-- Working data follows --

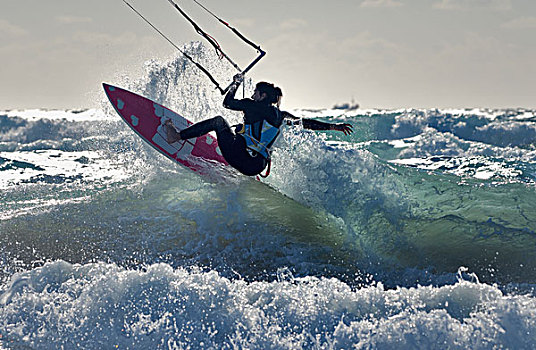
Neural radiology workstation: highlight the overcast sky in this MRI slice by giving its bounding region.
[1,0,535,110]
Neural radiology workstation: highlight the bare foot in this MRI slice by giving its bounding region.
[164,120,182,143]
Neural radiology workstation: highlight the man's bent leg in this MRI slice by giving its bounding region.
[180,116,229,140]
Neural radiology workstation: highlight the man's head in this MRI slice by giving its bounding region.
[253,82,281,105]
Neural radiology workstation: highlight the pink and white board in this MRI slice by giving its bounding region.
[103,83,228,172]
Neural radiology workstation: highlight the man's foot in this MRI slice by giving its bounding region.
[164,119,182,143]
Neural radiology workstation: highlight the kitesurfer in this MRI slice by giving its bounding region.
[164,74,353,176]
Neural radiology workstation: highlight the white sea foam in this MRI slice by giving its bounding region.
[0,150,127,188]
[0,261,535,349]
[0,108,109,122]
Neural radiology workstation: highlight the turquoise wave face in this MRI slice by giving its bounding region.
[1,107,535,287]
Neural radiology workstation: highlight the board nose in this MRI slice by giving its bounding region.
[102,83,118,95]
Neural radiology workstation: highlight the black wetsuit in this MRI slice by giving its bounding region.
[179,86,283,176]
[178,85,336,176]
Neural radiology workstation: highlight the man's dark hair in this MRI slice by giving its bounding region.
[256,82,279,104]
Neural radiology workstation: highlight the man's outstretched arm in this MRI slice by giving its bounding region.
[283,111,354,135]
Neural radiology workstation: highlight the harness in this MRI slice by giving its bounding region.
[237,108,282,159]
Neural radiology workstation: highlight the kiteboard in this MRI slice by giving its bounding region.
[102,83,228,173]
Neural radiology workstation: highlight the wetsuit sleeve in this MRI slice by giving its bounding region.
[223,85,250,111]
[302,119,333,131]
[282,111,333,130]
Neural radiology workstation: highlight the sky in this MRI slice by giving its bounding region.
[1,0,535,110]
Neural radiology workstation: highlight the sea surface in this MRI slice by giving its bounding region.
[1,43,536,349]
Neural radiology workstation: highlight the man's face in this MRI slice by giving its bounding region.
[252,89,266,102]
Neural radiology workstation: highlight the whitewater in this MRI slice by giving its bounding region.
[1,43,536,349]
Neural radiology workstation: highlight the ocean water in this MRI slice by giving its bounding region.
[1,43,536,349]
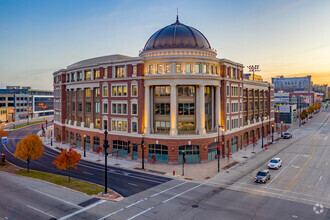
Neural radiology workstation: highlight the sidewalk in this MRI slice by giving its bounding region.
[41,126,283,181]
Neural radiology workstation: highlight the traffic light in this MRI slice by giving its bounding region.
[215,154,218,159]
[46,120,48,124]
[141,139,144,149]
[217,145,220,156]
[127,141,131,154]
[182,150,186,163]
[26,114,28,118]
[12,118,15,122]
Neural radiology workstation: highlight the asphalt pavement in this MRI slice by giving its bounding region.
[2,123,171,197]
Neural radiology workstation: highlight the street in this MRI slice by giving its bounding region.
[2,123,171,197]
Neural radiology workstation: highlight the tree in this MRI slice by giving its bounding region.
[14,134,44,173]
[301,110,308,121]
[307,105,314,115]
[250,137,258,153]
[0,126,8,138]
[53,147,81,182]
[314,102,321,111]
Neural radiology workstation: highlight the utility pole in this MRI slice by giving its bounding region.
[141,134,145,170]
[103,130,109,194]
[247,65,260,81]
[217,125,223,172]
[182,151,185,176]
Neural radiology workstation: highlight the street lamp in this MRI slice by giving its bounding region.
[261,115,267,148]
[281,121,283,137]
[141,134,145,170]
[83,134,86,157]
[217,125,223,172]
[50,127,53,146]
[271,124,274,142]
[103,130,109,194]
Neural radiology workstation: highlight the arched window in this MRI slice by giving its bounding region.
[178,145,200,163]
[113,140,128,158]
[148,144,168,163]
[76,134,81,147]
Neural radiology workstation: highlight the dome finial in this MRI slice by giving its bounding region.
[176,8,179,22]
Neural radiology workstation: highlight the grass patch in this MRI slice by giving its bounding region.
[16,169,109,195]
[9,121,44,129]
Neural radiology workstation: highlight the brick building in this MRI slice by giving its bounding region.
[53,17,275,164]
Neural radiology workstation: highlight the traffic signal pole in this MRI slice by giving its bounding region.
[182,151,185,176]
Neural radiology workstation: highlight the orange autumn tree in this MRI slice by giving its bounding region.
[14,134,44,173]
[0,125,8,138]
[53,147,81,182]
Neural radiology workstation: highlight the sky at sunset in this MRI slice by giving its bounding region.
[0,0,329,90]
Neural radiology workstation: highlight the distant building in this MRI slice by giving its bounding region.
[0,107,14,123]
[304,84,328,100]
[243,73,263,82]
[0,86,53,121]
[272,75,312,92]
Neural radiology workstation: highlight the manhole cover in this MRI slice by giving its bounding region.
[192,205,199,208]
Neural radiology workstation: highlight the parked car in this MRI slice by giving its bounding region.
[268,158,282,169]
[283,132,293,139]
[255,169,271,183]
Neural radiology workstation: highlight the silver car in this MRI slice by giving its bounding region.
[268,158,282,169]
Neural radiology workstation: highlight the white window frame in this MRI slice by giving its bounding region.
[131,83,138,97]
[111,118,128,132]
[103,102,108,114]
[131,101,138,115]
[111,101,128,115]
[131,119,138,134]
[111,83,128,97]
[103,85,108,97]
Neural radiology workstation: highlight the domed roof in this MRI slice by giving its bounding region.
[143,17,212,52]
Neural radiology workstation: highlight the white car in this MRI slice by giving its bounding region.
[268,158,282,169]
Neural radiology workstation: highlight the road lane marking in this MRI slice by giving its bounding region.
[83,171,94,175]
[28,187,81,208]
[98,181,188,220]
[283,139,316,194]
[26,205,57,218]
[128,183,137,186]
[59,199,106,220]
[127,184,202,220]
[208,180,330,202]
[266,154,300,187]
[218,183,330,207]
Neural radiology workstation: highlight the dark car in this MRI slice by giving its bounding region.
[283,132,293,139]
[255,169,271,183]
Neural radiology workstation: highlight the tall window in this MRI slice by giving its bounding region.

-- Working data concluded --

None of the pictures belong in the copy; transcribe the rest of the data exactly.

Neural radiology workstation: highlight the overcast sky in this MRI slice by giving its bounding region.
[1,0,535,110]
Neural radiology workstation: highlight the bare foot in this MRI slice by giving its bounding region.
[164,120,182,143]
Neural radiology workstation: highlight the man's bent leg in this MRI slice by giving its bounding region.
[180,116,229,140]
Neural radiology workstation: highlight the man's head in this MRI slice by giving its bounding region.
[253,82,281,105]
Neural radiology workstation: highlight the pink and white board in this MRI slice by giving its bounding region.
[103,83,228,172]
Neural radiology workstation: highlight the man's foot in this MRI slice by giving its bounding region.
[164,119,182,143]
Neural radiology workstation: highlight the kitesurfer in this MRI slice by giving its bounding region.
[164,74,353,176]
Neural radiology workstation: highlight the white sea foam in this MRI slice by giving its bounding region.
[0,150,127,188]
[0,261,535,349]
[0,108,109,122]
Neural radiology workstation: highlight the turquoise wave face in this MRI slice by giving its bounding region.
[1,107,535,287]
Neural radiology workstation: highlight the board nose in this MRI slice by giving its bounding region.
[102,83,118,95]
Neural radiology workstation: highlight the black wetsuit in this MRI slice by giving its bounding region.
[179,86,283,176]
[178,85,336,176]
Neural radiology workstation: highlight the man's dark hair in this MRI slice by giving its bounding region.
[256,82,279,104]
Neural radiology workstation: highlight the man's outstretched arm in this MRI slice by giving its bounding region.
[283,111,354,135]
Neural radiology workstation: highlight the harness in this MRI slice by giving its bounding region.
[237,108,282,159]
Neural radiology workstation: highlight the kiteboard in this MRI slice by giving its bounding region.
[102,83,228,173]
Neural radiology workstation: highlight the wetsuit sleeve in this MRI slice by giving its bounding region.
[223,85,250,111]
[302,119,333,131]
[282,111,333,130]
Neural radiology workstation: highlight the sky in this MRI slice by giving its bounding region.
[1,0,535,110]
Neural radiology workstation: highlight the sea surface in this MRI slice by giving its bounding region.
[1,43,536,349]
Neural radiology workstation: highlight the man's face in this MRI slice by giving its bounding region.
[252,89,266,102]
Neural radiology workstation: highlight the whitewater in this MRI slice by giving its bounding region.
[1,43,536,349]
Neural radiology workstation: highlight the ocean water in this MRI slice by giving its bounding region.
[1,43,536,349]
Neural radiology workstation: highlight the sidewalk in this MRI slice by giving its bounding region.
[41,126,283,181]
Neural radiology workstation: highlight the traffic light in this MRI slice by giving its bounding region.
[215,154,218,159]
[46,120,48,124]
[141,139,144,149]
[217,145,220,156]
[127,141,131,154]
[182,150,186,163]
[26,114,28,118]
[12,118,15,122]
Neural radiology workstation: highlight the asphalt pavement in this MRI slice by giving its bounding region.
[2,123,171,197]
Neural radiology workstation: highlight the street in this MRI slice by giving its bounding region.
[2,123,171,197]
Neural radiology workstation: highlight the tree in this MRI slice by giving its bounding region.
[14,134,44,173]
[301,110,308,121]
[307,105,314,115]
[250,137,258,153]
[0,126,8,138]
[53,147,81,182]
[314,102,321,111]
Neural radiology workstation: highlight the utility pole in this MRI slice by giving its bounding region.
[141,134,145,170]
[103,130,109,194]
[247,65,260,81]
[217,125,223,172]
[182,151,185,176]
Neural radiology workstation: highlight the street lamp in this MRI slice by giving its bounding region.
[261,115,267,148]
[281,121,283,137]
[141,134,145,170]
[83,134,86,157]
[217,125,223,172]
[50,127,53,146]
[271,124,274,142]
[103,130,109,194]
Neural radiology workstation: highlight the arched window in this MRI slice by giving its bounding region.
[178,145,200,163]
[113,140,128,158]
[148,144,168,163]
[76,134,81,147]
Neural radiology workstation: highlight the dome finial in this MRI slice by giving its bounding region.
[176,8,179,22]
Neural radiology workstation: highlight the grass patch in this MRI slice by giving its bounding region.
[16,169,109,195]
[9,121,44,129]
Neural radiology workstation: highlight the brick building in this MRI slice by giving its bounding region.
[53,17,275,164]
Neural radiology workstation: highlight the traffic signal pole in this MRI slice by giving its bounding region.
[182,151,185,176]
Neural radiology workstation: highlight the orange autumn tree in this MRI slice by giving its bounding region.
[14,134,44,173]
[0,125,8,138]
[53,147,81,182]
Neural radiology workstation: highlight the sky at sunset in this MRI slice by giving its bounding region.
[0,0,329,90]
Neural radiology workstation: highlight the distant building in this MRI slice by giving its bounding region.
[0,107,14,123]
[304,84,328,100]
[243,73,263,82]
[0,86,53,121]
[272,75,312,92]
Neural radiology workstation: highlight the manhole cover in this MRI slice by giving its bounding region.
[192,205,199,208]
Neural radiology workstation: highlight the parked car in this MRI slice by giving its bounding region.
[268,158,282,169]
[283,132,293,139]
[255,169,271,183]
Neural radiology workstation: highlight the silver car in this MRI slice by giving its bounding region.
[268,158,282,169]
Neural radiology workstation: highlight the white window frame in this MRI slice by giving its bounding region.
[131,83,138,97]
[111,118,128,132]
[103,102,108,114]
[131,101,138,115]
[111,101,128,115]
[131,119,138,134]
[111,83,128,97]
[103,85,108,97]
Neural radiology workstation: highlight the domed roof in this MRI slice by giving its bounding region.
[143,17,212,52]
Neural radiology workstation: highlight the white car in this MRI slice by giving its bounding region.
[268,158,282,169]
Neural radiology workstation: highlight the road lane marking in this MRI slice by giving its bounding region.
[83,171,94,175]
[28,187,81,208]
[98,181,188,220]
[283,139,316,194]
[26,205,57,218]
[128,183,137,186]
[59,199,106,220]
[127,184,202,220]
[208,180,330,202]
[266,154,300,187]
[218,183,330,207]
Neural radiology workstation: highlight the dark car in this MRI slice by giving its bounding region.
[283,132,293,139]
[255,169,271,183]
Neural radiology workstation: highlight the tall window in this MRI slice by giving its bounding region.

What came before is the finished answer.